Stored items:
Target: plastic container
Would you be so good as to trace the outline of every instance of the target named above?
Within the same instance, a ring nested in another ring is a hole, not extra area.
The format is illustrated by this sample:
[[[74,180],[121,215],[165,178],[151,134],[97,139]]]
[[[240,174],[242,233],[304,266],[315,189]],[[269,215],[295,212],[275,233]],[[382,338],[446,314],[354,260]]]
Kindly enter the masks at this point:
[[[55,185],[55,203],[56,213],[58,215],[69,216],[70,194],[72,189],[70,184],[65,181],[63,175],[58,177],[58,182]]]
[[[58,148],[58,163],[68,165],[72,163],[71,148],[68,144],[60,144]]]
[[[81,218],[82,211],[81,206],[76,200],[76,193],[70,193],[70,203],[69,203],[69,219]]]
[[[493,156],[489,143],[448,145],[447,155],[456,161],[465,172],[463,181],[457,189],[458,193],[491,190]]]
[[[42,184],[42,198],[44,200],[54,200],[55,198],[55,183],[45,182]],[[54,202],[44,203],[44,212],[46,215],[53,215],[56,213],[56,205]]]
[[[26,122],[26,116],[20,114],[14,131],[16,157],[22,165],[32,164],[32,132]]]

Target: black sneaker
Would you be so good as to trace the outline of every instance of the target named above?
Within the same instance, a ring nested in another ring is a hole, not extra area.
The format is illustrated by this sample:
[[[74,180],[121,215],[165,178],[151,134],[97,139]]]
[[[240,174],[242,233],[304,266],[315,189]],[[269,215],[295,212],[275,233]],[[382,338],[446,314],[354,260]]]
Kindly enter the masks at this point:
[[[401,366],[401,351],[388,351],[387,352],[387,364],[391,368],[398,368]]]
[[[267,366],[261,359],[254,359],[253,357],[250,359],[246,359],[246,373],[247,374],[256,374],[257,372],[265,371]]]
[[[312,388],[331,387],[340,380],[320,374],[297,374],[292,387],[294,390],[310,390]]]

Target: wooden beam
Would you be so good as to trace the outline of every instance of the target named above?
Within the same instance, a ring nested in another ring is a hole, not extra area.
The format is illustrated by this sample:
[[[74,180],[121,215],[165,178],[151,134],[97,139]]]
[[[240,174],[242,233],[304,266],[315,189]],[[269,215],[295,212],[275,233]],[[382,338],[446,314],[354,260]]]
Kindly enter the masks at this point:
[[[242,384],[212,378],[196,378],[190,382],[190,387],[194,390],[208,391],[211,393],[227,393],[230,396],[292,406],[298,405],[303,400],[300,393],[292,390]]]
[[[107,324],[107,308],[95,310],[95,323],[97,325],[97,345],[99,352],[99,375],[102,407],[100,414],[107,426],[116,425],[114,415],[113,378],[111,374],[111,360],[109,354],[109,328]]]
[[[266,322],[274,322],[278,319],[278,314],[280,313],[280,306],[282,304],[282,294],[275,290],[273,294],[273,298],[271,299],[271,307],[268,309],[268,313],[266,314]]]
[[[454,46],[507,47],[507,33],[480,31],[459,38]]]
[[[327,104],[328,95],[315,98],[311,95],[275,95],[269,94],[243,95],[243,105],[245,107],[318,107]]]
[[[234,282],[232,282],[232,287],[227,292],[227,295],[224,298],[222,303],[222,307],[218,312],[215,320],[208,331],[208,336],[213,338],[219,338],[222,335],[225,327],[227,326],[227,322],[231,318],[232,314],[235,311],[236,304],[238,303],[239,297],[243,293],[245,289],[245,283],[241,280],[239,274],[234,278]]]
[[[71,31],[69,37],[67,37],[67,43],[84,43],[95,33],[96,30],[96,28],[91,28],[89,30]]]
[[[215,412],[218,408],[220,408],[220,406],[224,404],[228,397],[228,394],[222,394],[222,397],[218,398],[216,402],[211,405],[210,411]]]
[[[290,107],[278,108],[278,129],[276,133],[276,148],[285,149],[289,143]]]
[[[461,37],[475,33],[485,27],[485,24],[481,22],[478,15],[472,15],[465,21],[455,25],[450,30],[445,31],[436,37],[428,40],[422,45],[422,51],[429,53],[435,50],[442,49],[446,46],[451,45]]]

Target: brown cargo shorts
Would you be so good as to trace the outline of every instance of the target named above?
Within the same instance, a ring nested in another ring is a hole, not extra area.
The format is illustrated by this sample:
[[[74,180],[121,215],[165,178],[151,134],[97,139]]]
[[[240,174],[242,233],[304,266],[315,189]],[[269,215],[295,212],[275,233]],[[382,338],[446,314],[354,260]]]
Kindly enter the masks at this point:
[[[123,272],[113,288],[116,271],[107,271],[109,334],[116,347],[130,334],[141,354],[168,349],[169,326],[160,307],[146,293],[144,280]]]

● **The problem**
Write out every record again, exactly as it was written.

● **Completed exercise**
Target: plastic container
Would you be so good as to trace the outline of every instance of the target named above?
Within the same instance, a ring nested in another ring is a hole, not extra area.
The format is illustrated by this sample:
[[[74,180],[121,215],[165,178],[151,134],[97,139]]]
[[[240,174],[242,233],[304,266],[315,189]],[[269,215],[295,212],[275,233]],[[382,338],[446,314],[354,260]]]
Kindly enter the masks at this point:
[[[55,185],[55,203],[56,213],[58,215],[69,216],[70,194],[72,189],[70,184],[65,181],[63,175],[58,177],[58,182]]]
[[[58,148],[58,163],[68,165],[72,163],[71,148],[68,144],[60,144]]]
[[[81,218],[82,211],[81,206],[76,200],[76,193],[70,193],[70,203],[69,203],[69,219]]]
[[[493,156],[489,143],[448,145],[447,155],[456,161],[465,172],[463,181],[457,189],[458,193],[491,190]]]
[[[42,184],[42,198],[44,200],[54,200],[55,198],[55,183],[45,182]],[[54,202],[44,203],[44,212],[46,215],[53,215],[56,213],[56,205]]]
[[[26,122],[26,116],[20,114],[14,131],[16,157],[22,165],[32,164],[32,132]]]

Target: black sneaker
Would you be so good as to trace the outline of every instance of the target named above?
Within the same instance, a ring nested in another ring is a hole, not extra area.
The format is illustrated by this sample:
[[[74,180],[121,215],[165,178],[151,134],[97,139]]]
[[[240,174],[242,233],[304,266],[315,189]],[[269,215],[295,212],[275,233]],[[382,338],[446,314],[354,260]]]
Kindly enter the masks at this point:
[[[401,366],[401,351],[388,351],[387,352],[387,364],[391,368],[398,368]]]
[[[267,366],[261,359],[254,359],[253,357],[250,359],[246,359],[246,373],[247,374],[256,374],[257,372],[265,371]]]
[[[312,388],[331,387],[340,380],[320,374],[297,374],[292,387],[294,390],[310,390]]]

Target: wooden beam
Would you be so good as to trace the outline of every instance of the target named above?
Within the same instance, a ring nested in another ring is a hole, not extra area.
The format is illustrated by this sample:
[[[74,180],[121,215],[165,178],[151,134],[97,139]]]
[[[240,174],[242,233],[304,266],[315,189]],[[269,215],[295,212],[275,233]],[[382,338],[446,314],[354,260]]]
Kindly enter the masks at this point:
[[[242,384],[212,378],[196,378],[190,382],[190,387],[194,390],[208,391],[211,393],[227,393],[230,396],[292,406],[298,405],[303,400],[300,393],[292,390]]]
[[[107,324],[107,308],[95,310],[95,323],[97,325],[97,345],[99,352],[99,375],[102,407],[100,414],[107,426],[116,425],[114,415],[113,378],[111,374],[111,360],[109,354],[109,328]]]
[[[266,322],[274,322],[278,319],[278,314],[280,313],[280,306],[282,304],[282,294],[275,290],[273,294],[273,298],[271,299],[271,307],[268,309],[268,313],[266,314]]]
[[[454,46],[507,47],[507,33],[480,31],[459,38]]]
[[[327,104],[328,95],[315,98],[311,95],[275,95],[269,94],[243,95],[243,105],[245,107],[318,107]]]
[[[234,282],[232,282],[232,287],[227,292],[227,295],[224,298],[222,303],[222,307],[218,312],[215,320],[208,331],[208,336],[213,338],[219,338],[222,335],[225,327],[227,326],[227,322],[231,318],[232,314],[235,311],[236,304],[238,303],[239,297],[243,293],[245,289],[245,283],[241,280],[239,274],[234,278]]]
[[[71,31],[69,37],[67,37],[67,43],[84,43],[95,33],[96,30],[96,28],[91,28],[89,30]]]
[[[215,412],[218,408],[220,408],[220,406],[224,404],[228,397],[228,394],[222,394],[222,397],[218,398],[216,402],[211,405],[210,411]]]
[[[290,107],[278,108],[278,129],[276,133],[276,148],[285,149],[289,143]]]
[[[461,37],[475,33],[485,27],[485,24],[481,22],[478,15],[472,15],[465,21],[455,25],[450,30],[445,31],[436,37],[428,40],[422,45],[422,51],[429,53],[435,50],[442,49],[446,46],[451,45]]]

Target: brown cargo shorts
Would you be so good as to trace the outline of every instance of the target named above?
Within the same instance, a ring nested in another ring is a hole, not extra area.
The format is illustrated by this sample:
[[[74,180],[121,215],[165,178],[151,134],[97,139]]]
[[[240,174],[242,233],[304,266],[315,189]],[[269,215],[295,212],[275,233]],[[382,338],[446,314],[354,260]]]
Kindly enter the masks at this point:
[[[123,272],[113,288],[116,271],[107,271],[109,334],[116,347],[130,334],[141,354],[168,349],[169,326],[160,307],[146,293],[144,280]]]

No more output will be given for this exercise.